Written exercise: Please duplicate the entries word for word, from the line with "Task: Tag the pink hijab" through the final line of the entries.

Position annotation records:
::::::::::

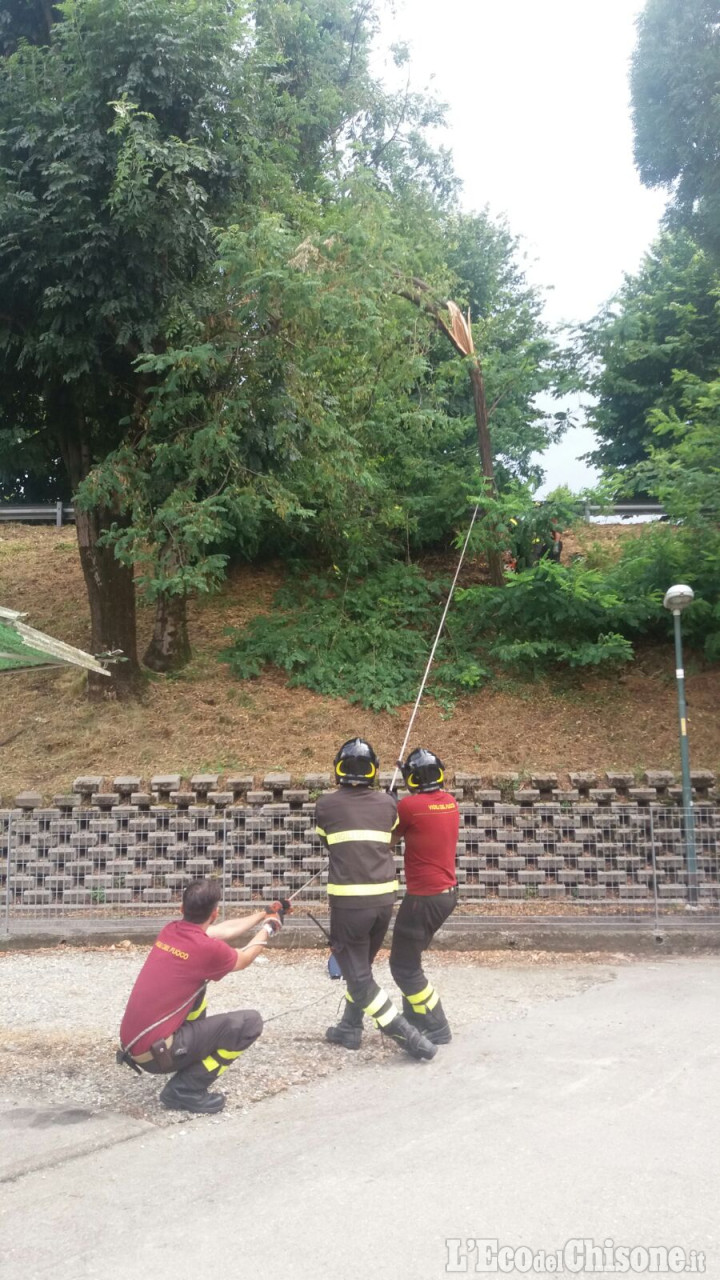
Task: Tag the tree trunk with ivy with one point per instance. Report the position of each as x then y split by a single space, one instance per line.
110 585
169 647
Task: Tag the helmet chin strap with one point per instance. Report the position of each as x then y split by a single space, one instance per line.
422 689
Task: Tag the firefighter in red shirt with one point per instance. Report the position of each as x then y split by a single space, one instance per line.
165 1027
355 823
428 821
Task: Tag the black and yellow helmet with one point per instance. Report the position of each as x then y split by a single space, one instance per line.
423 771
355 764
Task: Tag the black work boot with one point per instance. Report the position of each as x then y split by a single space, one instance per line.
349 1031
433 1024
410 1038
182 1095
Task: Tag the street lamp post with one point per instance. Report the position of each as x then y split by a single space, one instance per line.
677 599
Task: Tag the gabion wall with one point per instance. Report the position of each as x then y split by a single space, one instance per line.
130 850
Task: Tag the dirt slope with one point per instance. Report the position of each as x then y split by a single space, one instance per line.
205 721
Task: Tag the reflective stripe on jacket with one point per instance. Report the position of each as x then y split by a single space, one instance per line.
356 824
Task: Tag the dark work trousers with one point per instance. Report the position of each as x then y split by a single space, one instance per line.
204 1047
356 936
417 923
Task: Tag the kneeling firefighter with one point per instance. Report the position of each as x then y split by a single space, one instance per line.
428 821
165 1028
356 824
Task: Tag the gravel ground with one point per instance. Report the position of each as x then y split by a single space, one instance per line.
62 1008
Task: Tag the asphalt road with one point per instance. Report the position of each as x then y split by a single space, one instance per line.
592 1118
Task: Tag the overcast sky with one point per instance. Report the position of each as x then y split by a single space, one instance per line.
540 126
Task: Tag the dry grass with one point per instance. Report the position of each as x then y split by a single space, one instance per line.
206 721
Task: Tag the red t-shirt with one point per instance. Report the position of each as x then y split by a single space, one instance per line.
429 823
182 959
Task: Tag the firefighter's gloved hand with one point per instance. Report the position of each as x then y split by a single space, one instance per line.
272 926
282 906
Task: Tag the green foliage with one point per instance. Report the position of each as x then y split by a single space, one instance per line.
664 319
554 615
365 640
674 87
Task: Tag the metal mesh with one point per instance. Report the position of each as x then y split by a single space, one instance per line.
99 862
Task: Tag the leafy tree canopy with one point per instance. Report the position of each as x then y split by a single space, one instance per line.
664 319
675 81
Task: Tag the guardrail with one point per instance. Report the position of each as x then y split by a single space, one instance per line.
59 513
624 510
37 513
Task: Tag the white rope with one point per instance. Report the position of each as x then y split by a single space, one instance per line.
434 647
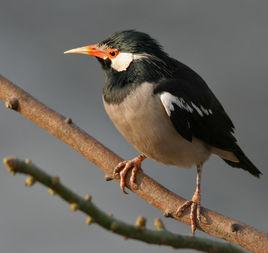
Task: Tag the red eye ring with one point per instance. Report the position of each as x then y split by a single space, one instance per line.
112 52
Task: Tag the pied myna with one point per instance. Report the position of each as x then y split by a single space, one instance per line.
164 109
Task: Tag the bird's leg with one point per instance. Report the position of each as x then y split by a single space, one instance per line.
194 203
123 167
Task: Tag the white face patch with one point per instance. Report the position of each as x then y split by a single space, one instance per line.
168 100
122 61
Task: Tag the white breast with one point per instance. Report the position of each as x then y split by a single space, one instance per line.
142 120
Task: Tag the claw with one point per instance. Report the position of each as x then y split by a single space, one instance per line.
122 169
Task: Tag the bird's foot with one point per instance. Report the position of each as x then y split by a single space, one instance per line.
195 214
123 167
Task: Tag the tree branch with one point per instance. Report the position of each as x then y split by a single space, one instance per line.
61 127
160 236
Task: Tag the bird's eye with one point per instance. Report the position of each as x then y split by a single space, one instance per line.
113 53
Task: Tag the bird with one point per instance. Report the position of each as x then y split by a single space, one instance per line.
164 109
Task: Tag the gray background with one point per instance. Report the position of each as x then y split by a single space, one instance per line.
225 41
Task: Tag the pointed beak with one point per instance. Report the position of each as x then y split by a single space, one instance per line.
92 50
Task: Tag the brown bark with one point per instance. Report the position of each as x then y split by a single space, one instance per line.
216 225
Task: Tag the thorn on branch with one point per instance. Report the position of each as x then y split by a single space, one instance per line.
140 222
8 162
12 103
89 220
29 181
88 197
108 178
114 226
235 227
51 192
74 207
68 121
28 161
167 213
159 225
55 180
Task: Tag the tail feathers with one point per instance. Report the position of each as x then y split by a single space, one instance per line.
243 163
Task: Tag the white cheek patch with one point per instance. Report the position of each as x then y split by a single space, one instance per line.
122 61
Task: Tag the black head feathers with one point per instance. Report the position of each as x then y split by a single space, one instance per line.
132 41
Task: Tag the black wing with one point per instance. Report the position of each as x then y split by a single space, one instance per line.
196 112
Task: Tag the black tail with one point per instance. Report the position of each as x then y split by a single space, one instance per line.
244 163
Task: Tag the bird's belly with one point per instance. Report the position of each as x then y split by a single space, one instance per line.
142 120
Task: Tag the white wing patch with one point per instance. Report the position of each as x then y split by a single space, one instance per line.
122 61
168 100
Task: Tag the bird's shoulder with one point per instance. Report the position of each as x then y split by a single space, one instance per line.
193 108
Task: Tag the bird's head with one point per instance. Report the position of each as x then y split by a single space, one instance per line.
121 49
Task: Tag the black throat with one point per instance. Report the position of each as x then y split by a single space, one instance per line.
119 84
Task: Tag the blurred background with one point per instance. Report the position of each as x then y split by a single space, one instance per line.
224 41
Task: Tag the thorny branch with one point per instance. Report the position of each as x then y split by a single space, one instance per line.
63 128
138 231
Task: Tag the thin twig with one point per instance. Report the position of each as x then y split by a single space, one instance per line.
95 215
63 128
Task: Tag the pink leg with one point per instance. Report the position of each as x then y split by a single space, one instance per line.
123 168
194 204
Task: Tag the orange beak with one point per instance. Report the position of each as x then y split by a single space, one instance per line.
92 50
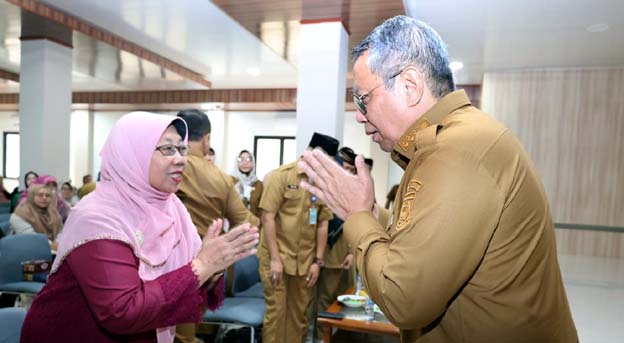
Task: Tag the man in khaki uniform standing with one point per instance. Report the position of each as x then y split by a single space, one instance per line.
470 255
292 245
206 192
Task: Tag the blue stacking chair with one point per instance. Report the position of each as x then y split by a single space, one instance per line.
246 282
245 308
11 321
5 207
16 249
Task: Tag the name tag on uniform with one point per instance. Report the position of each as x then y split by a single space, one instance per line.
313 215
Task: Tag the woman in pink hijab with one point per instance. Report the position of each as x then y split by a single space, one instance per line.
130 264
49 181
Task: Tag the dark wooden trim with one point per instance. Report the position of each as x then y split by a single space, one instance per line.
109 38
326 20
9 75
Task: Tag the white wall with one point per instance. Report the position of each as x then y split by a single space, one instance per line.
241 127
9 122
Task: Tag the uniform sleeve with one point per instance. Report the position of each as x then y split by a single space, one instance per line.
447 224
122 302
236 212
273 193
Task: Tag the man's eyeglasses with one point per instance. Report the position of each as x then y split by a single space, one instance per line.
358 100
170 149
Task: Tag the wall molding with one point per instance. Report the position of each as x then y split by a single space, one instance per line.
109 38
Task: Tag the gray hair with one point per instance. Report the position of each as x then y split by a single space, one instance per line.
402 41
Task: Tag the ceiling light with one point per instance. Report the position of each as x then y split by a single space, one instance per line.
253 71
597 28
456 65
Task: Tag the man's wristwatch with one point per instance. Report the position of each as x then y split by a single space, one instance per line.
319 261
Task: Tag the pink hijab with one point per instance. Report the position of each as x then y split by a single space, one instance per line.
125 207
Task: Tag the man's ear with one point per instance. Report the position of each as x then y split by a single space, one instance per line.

::::::::::

Solution to this problem:
Task: Tag the pink hijab with one point per instance. Report the position of each as x then y split by a single space, one instance per line.
125 207
Task: Tag the man's ear with one point per instance. Report the position of each as x then y split by a single space, one instance per line.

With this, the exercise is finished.